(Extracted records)
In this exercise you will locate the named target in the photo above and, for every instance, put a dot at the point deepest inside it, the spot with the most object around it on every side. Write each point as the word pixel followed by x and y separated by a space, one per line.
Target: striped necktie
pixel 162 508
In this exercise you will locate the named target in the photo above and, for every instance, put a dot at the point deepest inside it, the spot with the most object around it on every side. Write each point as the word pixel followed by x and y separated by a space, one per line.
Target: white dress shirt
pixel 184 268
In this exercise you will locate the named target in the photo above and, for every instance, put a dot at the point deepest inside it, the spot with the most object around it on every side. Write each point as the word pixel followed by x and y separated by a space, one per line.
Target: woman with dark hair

==

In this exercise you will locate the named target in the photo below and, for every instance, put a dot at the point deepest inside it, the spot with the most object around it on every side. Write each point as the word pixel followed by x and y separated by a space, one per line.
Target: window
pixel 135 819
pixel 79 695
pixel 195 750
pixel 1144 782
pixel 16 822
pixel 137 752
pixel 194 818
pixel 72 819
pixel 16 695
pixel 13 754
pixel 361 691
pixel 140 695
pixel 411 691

**Assigned task:** Copy out only the lines above from the one with "Target: striped necktie" to the one with "Target: woman with dark hair", inclusive, exactly as they stand.

**Problem solution:**
Target: striped necktie
pixel 162 508
In this exercise you will locate the named target in the photo above and, for every instance, put a dot at the point deepest inside it, the spot with the most object around it on every side. Write each point as the word pixel followed by x and y separated by a space, one per line.
Target: white dress shirt
pixel 184 268
In this exercise you will locate the named target in the photo above and, for every instance, put a dot at the point deepest inside it, the spot with the most object around it on every side. Write each point as the word pixel followed by x and y separated by a space, one per line.
Target: woman with dark hair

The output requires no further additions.